--- Supplied passage ---

Warner Bros. Turns Harry Potter Fan Events Into Events For The Franchise That Must Not Be Named

from the trademarka-kedavra dept

It’s always a weird look for companies and IP owners to go after clear expressions of fandom from their customers. And, yet, this sort of thing is done often, with fan get-togethers or festivals regularly being threatened by the IP owners they’re fans of. Often times we hear the usual nonsense trademark law excuse that fans must be served with cease and desist letters, or sued, or else the trademark owner will lose its rights. That, as we’ve discussed repeatedly, is not true, as there are other options available to the trademark holder besides threatening fans.

Warner Bros. has many of the rights to the Harry Potter franchise and the company has not been shy in the past about firing off threat letters to fan groups and festivals. Previously, Warner Bros. has claimed that it only abused fans in this way if there was a commercial aspect to the events. Even under that policy, the legal team for the studio was, shall we say, imperfect. But Warner Bros. has apparently had something of a policy shift that is causing it to go after far more of these fan events, causing Potter fans everywhere frustration and anger.

“It’s almost as if Warner Bros. has been taken over by Voldemort, trying to use dark magic to destroy the light of a little town,” said Sarah Jo Tucker, a 21-year-old junior at Chestnut Hill College, which hosts a Quidditch tournament that coincides with the annual suburban Philadelphia festival.

Philip Dawson, Chestnut Hill’s business district director, said Warner Bros. reached out to his group in May, letting them know new guidelines prohibit festivals’ use of any names, places or objects from the series. That ruled out everything from meet-and-greet with Dumbledore and Harry to Defense Against the Dark Arts classes.

---

**Tasks for this exercise**
A – In the article on Warner Bros. and Harry Potter fan events, in what month did Warner Bros. contact the Chestnut Hill business district group?
B – Return the stretch from "Warner Bros. has many" through "suburban Philadelphia festival." of the Harry Potter fan events article, copying it word for word.
C – Resume the article about Warner Bros. and Harry Potter fan events from the point where it stops.

--- Supplied entries ---

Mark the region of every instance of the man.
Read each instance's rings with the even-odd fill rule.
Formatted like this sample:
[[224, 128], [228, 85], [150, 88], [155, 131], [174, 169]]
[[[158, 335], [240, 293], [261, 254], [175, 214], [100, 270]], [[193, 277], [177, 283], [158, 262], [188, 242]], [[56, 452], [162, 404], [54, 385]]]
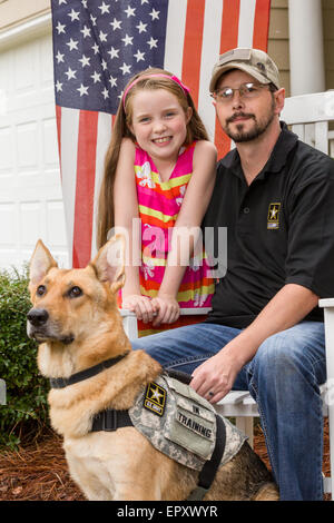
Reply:
[[281, 500], [322, 500], [326, 379], [320, 297], [334, 296], [334, 161], [279, 122], [285, 91], [255, 49], [220, 56], [210, 80], [236, 149], [217, 166], [204, 226], [227, 227], [227, 273], [205, 323], [134, 342], [193, 374], [212, 403], [249, 389]]

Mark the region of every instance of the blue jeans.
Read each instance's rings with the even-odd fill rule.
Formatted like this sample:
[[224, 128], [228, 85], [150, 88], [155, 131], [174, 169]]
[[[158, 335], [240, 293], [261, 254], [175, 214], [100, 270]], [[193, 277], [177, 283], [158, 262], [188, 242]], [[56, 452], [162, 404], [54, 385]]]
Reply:
[[[191, 374], [240, 333], [196, 324], [131, 341], [163, 366]], [[239, 372], [234, 388], [257, 402], [279, 497], [323, 500], [323, 415], [326, 381], [324, 325], [302, 322], [267, 338]]]

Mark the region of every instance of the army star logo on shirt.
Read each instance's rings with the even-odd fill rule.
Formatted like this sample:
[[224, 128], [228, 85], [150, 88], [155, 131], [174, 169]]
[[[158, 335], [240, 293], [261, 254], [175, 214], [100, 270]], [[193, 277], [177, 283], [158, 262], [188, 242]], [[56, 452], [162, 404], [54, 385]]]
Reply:
[[281, 203], [276, 201], [274, 204], [269, 204], [268, 208], [268, 217], [267, 217], [267, 229], [278, 229], [279, 227], [279, 210], [281, 210]]
[[165, 412], [166, 395], [167, 393], [164, 387], [160, 387], [160, 385], [155, 382], [149, 383], [144, 397], [144, 407], [158, 416], [163, 416]]

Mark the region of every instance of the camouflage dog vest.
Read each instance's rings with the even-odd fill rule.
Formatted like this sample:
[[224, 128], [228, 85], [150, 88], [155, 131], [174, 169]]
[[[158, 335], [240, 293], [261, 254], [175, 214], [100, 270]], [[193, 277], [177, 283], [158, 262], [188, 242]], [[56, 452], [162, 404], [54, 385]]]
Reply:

---

**Outputs by task**
A – In May.

B –
Warner Bros. has many of the rights to the Harry Potter franchise and the company has not been shy in the past about firing off threat letters to fan groups and festivals. Previously, Warner Bros. has claimed that it only abused fans in this way if there was a commercial aspect to the events. Even under that policy, the legal team for the studio was, shall we say, imperfect. But Warner Bros. has apparently had something of a policy shift that is causing it to go after far more of these fan events, causing Potter fans everywhere frustration and anger.

“It’s almost as if Warner Bros. has been taken over by Voldemort, trying to use dark magic to destroy the light of a little town,” said Sarah Jo Tucker, a 21-year-old junior at Chestnut Hill College, which hosts a Quidditch tournament that coincides with the annual suburban Philadelphia festival.

C –
“It was very quickly apparent (we) weren’t going to be able to hold festivals like years past,” he said. The late October festival drew about 45,000 fans last year to the historic neighborhood’s cobblestone streets. This year, they will instead have a “wands and wizards” family night and pub crawl and other magic-themed events — and people can still dress as their favorite characters.

As the AP notes, this policy shift is causing these notices to go out to festivals all over the country, each time stating that new policies prohibit this sort of fan-fun at local festivals. As is often the case, Warner Bros. is claiming that trademark law requires it to take these exact actions. Again, this is not true. The studio has many other options, including offering a cheap license to the festivals to allow the fun to go on while having them be officially sanctioned. That it chose not to pursue that course means that Warner Bros. is squarely more interested in being a legal bully than it is in allowing fans of its franchise to celebrate their fandom.

It’s an especially stupid track to take, given that these organic fan festivals are certainly in some part responsible for propelling the Potter franchise to the stardom it has now achieved.

Philadelphia Potter fan Sarah McIntyre thinks it’s ridiculous for Warner Bros. to target the festivals.

“They are acting like the Dursleys,” said the 34-year-old yoga teacher and bookkeeper. She said they should be encouraging communities to bring Harry Potter to life. “Creating interest in the franchise would increase revenue,” she said.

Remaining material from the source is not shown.